_Source data_
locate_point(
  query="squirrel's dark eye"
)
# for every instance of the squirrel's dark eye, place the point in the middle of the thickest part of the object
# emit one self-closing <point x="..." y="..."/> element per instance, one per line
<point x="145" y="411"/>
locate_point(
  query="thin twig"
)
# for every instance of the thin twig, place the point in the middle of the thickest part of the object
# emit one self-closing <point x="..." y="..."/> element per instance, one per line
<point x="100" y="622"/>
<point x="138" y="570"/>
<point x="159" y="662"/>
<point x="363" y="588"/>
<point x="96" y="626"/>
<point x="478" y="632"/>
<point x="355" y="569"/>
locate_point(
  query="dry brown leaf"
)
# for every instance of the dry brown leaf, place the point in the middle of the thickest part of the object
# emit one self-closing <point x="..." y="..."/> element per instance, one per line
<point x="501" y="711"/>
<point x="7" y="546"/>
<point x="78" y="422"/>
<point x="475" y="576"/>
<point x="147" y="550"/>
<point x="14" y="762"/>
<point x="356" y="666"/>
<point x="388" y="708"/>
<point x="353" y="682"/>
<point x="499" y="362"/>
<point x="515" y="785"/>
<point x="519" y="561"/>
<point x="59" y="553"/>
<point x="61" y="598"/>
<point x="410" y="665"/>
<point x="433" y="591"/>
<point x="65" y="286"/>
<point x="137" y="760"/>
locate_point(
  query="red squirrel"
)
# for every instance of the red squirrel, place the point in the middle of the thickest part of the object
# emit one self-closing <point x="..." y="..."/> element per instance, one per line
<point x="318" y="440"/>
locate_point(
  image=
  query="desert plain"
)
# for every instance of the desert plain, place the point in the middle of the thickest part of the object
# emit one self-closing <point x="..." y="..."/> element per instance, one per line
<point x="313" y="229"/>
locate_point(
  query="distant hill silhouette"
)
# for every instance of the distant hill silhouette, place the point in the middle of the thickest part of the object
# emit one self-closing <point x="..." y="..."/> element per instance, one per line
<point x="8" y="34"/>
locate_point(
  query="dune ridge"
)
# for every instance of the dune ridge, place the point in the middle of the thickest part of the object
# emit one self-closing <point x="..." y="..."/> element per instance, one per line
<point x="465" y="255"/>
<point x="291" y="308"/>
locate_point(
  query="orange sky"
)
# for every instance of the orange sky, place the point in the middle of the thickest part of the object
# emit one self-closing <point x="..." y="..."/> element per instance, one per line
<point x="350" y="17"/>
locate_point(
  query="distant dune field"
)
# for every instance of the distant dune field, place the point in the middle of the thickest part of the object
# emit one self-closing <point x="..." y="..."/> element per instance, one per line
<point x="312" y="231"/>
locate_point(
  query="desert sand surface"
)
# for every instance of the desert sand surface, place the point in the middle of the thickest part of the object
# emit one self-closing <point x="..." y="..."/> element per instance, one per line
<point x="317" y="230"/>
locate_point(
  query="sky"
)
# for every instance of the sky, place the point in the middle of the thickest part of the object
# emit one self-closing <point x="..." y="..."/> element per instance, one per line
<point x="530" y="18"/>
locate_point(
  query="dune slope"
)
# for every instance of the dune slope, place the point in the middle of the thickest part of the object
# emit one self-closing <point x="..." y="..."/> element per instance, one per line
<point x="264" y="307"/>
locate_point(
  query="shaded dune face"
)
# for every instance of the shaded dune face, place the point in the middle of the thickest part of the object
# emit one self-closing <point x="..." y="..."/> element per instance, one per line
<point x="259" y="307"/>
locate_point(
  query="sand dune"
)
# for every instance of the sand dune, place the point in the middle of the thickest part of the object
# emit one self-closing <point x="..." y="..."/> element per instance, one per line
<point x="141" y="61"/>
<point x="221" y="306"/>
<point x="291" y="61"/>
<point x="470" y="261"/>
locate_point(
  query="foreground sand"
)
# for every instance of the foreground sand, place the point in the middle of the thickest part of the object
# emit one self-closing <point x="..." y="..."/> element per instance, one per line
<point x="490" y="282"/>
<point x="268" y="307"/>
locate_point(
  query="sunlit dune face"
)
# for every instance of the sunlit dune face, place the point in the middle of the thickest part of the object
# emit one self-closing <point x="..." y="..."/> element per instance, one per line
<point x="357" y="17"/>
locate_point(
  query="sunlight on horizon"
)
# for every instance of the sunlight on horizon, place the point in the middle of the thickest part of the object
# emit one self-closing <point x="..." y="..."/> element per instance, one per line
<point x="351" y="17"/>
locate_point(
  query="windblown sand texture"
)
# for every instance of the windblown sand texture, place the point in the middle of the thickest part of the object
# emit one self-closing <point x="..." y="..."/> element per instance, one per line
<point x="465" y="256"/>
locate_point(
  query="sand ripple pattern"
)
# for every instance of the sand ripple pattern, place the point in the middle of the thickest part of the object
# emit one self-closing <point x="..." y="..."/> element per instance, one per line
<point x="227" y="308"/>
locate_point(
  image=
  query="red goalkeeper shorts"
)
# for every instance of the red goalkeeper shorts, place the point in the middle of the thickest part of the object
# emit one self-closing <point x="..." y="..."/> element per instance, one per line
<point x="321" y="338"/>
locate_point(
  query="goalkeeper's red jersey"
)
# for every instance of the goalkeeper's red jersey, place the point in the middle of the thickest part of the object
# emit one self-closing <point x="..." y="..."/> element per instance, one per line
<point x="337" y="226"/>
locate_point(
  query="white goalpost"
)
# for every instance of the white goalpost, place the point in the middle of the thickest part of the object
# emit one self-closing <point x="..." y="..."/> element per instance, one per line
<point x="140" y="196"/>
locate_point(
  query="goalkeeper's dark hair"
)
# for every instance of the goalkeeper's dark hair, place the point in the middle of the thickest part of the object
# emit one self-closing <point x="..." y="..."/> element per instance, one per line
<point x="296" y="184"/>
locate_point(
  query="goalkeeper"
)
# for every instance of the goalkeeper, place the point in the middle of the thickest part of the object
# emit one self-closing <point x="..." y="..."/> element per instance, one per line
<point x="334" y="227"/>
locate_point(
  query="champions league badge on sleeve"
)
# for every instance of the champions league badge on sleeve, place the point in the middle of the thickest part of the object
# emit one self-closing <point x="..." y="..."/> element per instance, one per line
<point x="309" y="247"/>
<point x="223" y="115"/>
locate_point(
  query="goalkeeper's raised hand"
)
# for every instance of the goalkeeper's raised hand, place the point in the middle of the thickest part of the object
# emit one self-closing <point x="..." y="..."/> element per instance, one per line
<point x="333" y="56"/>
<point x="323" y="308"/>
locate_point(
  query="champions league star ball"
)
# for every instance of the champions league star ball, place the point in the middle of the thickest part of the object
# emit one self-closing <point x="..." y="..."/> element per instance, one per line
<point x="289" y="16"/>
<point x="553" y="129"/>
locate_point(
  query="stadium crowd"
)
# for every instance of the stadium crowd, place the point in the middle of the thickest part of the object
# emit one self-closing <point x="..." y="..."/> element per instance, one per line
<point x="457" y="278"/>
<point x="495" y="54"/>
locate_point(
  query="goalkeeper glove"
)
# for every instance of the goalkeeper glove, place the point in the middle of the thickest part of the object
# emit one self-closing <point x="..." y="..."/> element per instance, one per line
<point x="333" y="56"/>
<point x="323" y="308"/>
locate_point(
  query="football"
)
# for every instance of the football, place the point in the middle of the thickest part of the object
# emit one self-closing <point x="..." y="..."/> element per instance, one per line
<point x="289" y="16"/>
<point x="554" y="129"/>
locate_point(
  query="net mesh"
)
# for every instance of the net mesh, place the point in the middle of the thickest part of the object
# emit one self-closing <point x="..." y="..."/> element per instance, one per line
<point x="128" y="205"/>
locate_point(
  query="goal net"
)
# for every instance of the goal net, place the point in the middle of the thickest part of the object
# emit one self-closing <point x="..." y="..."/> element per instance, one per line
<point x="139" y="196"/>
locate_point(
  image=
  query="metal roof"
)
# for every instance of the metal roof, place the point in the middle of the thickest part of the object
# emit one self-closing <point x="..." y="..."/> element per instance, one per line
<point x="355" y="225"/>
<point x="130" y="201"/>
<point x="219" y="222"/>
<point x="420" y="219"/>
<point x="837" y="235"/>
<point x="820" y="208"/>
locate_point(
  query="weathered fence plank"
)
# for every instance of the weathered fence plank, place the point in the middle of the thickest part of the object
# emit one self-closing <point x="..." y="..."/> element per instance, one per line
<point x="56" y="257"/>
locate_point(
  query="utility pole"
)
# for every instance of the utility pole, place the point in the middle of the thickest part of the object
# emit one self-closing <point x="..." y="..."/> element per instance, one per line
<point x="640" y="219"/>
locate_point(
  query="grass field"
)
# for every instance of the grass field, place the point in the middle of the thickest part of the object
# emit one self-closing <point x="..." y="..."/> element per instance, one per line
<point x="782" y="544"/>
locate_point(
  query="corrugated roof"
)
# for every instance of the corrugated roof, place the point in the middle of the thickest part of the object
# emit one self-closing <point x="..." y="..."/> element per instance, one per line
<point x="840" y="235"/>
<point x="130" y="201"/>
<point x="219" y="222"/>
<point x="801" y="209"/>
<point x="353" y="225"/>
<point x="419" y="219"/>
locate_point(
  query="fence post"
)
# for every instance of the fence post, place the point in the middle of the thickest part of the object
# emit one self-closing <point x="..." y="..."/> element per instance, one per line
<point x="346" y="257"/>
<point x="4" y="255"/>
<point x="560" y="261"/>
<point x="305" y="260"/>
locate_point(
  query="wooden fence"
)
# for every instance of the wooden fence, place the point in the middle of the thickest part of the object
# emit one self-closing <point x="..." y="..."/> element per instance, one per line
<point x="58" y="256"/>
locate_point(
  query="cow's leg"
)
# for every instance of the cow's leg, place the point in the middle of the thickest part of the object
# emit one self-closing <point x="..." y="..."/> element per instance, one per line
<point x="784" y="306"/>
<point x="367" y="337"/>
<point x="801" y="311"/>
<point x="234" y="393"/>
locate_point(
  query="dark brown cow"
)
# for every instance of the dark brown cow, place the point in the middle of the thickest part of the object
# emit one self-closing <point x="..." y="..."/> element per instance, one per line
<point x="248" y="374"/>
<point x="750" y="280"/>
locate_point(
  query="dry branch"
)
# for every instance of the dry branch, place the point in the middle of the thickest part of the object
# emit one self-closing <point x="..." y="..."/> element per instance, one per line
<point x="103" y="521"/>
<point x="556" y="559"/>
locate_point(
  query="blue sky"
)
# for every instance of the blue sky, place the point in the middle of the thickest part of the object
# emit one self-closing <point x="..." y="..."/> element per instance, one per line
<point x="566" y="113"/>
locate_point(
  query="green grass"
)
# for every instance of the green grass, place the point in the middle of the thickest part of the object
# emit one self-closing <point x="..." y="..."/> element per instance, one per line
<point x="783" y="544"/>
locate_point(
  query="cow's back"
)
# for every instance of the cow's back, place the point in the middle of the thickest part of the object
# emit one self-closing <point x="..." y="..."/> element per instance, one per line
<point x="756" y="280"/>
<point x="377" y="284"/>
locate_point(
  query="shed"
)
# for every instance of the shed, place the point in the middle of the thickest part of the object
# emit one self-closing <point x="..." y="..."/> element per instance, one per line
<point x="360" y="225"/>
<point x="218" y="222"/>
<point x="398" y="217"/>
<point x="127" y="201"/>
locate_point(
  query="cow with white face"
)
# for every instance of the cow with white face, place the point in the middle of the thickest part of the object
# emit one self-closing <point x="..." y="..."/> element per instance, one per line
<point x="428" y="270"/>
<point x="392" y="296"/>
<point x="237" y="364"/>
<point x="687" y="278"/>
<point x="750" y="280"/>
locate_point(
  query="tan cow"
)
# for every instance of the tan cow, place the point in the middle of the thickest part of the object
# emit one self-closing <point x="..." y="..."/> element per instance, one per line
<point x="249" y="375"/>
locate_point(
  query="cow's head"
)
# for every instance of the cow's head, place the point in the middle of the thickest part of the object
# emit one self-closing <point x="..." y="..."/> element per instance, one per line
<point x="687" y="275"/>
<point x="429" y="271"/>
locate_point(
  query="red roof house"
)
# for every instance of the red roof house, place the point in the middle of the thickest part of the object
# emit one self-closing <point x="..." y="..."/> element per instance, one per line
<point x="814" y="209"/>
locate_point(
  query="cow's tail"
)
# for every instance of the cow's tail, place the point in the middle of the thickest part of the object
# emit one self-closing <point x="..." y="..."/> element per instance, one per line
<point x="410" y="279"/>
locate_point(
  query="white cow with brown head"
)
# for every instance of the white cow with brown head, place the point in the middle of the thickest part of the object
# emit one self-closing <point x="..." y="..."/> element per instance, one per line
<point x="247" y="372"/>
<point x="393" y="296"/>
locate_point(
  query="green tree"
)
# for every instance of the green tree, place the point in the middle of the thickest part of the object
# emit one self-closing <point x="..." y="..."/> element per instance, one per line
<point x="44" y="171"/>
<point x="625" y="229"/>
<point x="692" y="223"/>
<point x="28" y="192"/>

_What is needed_
Which lines in the listing hold the word "hill"? Copy them out.

_Answer to this problem_
  query="distant hill silhouette"
# for every instance of the distant hill silhouette, place the point in the middle of the thickest part of the object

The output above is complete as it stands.